__Material for this task__:
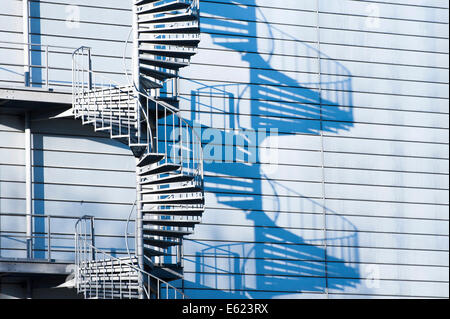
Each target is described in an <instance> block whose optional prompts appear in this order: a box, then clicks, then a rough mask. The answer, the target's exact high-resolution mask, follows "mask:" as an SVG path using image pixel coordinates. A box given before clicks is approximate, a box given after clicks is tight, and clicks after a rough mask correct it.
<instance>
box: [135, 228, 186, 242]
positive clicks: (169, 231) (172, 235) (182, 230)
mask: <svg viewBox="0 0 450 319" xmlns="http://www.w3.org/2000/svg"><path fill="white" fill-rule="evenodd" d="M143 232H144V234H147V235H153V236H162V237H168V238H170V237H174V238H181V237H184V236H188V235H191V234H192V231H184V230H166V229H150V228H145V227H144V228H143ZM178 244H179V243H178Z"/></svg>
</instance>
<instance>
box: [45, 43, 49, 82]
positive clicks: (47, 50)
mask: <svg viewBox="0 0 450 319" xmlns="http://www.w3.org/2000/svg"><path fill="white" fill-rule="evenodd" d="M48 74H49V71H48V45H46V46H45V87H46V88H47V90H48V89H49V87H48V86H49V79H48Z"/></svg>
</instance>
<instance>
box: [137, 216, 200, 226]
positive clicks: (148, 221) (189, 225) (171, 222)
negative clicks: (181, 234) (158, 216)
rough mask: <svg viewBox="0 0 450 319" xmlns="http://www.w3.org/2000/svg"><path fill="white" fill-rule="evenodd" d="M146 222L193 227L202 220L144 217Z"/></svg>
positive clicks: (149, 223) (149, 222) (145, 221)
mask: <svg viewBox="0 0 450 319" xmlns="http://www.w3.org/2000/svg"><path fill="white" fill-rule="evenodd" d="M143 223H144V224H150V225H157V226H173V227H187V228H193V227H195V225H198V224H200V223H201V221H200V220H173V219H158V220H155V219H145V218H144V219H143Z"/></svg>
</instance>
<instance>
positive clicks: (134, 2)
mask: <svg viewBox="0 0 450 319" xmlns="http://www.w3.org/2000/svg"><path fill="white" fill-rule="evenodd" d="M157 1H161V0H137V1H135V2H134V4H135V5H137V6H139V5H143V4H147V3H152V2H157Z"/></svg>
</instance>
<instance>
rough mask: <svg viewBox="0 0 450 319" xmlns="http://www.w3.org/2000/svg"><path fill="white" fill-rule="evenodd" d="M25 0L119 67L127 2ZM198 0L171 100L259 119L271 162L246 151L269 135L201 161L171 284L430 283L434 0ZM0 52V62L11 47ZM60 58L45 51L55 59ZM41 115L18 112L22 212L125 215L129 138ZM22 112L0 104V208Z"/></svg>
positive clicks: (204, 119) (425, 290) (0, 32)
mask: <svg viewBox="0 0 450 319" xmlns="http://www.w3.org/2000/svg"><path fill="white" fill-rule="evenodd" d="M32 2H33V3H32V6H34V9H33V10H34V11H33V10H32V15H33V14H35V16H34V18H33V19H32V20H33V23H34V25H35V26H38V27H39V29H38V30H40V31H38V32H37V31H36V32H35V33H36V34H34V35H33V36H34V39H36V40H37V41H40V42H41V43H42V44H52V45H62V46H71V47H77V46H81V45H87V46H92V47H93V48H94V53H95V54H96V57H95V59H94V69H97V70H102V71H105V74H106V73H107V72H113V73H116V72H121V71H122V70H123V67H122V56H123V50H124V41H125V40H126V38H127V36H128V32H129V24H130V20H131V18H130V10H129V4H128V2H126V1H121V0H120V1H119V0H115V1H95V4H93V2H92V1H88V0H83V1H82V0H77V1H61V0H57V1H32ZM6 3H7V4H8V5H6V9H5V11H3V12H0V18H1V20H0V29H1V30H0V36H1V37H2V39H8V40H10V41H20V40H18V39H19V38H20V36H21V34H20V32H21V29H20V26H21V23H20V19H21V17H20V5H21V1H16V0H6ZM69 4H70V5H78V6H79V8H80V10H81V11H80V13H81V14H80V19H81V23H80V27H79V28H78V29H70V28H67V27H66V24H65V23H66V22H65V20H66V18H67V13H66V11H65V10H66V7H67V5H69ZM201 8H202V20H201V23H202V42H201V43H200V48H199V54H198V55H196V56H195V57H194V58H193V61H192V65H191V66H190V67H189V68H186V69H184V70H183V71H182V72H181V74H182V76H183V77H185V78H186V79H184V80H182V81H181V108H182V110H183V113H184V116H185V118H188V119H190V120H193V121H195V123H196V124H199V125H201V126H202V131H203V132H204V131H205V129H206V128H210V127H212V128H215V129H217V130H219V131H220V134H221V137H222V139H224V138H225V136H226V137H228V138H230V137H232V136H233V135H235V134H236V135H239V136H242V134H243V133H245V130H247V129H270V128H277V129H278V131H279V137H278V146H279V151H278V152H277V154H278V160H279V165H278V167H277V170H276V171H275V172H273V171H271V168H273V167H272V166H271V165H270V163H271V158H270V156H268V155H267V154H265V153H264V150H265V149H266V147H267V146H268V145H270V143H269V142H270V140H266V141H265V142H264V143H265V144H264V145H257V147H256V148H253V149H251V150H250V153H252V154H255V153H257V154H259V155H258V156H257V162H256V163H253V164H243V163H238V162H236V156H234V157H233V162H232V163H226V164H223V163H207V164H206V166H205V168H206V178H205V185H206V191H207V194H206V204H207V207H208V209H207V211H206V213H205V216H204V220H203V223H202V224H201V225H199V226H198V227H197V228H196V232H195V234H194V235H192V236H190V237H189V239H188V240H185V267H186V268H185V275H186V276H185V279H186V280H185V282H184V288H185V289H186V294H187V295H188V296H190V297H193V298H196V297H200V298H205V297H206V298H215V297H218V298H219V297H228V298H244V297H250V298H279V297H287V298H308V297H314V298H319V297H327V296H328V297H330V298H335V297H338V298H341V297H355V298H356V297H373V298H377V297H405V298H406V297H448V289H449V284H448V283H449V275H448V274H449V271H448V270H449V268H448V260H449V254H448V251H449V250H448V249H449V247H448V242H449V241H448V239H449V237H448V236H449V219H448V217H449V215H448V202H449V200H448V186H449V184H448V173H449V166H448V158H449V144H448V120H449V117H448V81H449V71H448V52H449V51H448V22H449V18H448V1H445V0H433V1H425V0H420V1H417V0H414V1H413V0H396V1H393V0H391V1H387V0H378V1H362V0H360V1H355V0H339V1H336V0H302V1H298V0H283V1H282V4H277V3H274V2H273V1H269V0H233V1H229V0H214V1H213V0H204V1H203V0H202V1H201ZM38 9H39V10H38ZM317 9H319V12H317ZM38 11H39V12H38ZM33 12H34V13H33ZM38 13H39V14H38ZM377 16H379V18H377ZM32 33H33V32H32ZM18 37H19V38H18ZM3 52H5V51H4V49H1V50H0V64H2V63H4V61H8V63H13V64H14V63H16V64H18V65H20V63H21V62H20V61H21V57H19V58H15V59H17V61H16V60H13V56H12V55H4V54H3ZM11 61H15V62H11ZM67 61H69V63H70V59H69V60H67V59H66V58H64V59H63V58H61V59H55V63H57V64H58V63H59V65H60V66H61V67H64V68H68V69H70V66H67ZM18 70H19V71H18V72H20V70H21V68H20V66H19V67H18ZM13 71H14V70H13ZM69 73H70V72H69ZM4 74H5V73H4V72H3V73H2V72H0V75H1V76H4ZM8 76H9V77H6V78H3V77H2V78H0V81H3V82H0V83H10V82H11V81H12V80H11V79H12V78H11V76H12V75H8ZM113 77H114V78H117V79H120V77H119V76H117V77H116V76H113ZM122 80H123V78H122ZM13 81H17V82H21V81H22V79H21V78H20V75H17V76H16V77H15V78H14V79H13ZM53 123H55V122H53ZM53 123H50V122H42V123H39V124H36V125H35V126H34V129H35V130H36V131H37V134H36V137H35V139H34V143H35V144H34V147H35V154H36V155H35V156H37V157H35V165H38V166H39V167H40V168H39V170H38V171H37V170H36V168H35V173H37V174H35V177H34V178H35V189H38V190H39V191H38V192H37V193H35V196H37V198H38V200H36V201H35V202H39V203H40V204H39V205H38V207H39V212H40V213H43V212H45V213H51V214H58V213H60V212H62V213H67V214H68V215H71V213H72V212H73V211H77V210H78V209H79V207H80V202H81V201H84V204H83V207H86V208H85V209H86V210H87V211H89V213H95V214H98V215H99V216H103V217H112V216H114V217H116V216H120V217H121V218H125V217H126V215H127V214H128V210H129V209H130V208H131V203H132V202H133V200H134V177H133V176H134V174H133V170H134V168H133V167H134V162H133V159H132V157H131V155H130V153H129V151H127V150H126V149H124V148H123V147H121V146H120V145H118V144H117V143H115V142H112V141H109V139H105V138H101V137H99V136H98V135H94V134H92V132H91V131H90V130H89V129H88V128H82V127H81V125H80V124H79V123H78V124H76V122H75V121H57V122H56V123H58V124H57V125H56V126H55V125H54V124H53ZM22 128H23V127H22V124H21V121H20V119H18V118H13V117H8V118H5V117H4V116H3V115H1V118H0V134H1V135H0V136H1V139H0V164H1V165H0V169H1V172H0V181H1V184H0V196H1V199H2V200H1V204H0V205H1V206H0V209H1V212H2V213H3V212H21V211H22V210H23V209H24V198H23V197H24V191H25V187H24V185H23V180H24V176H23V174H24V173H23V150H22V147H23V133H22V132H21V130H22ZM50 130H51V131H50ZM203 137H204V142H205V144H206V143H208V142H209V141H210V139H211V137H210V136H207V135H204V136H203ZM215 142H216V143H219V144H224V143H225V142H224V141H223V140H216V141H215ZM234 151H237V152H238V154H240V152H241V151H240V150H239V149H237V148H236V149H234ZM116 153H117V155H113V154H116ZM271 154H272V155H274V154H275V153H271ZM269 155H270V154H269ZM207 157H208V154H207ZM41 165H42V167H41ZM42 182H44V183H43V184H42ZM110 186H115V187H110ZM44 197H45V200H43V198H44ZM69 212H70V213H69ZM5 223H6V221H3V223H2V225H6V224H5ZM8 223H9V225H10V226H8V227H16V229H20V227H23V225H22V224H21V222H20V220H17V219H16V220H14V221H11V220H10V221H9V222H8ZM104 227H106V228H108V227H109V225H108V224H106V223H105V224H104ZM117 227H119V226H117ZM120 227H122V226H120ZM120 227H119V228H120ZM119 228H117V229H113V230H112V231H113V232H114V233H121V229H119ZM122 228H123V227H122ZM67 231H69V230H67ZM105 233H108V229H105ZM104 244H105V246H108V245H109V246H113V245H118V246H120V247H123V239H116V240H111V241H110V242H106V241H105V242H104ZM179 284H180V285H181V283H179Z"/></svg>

__Task statement__: Nothing but a number should be returned: the count of lines in the listing that contain the string "rough".

__Result of the exercise__: 3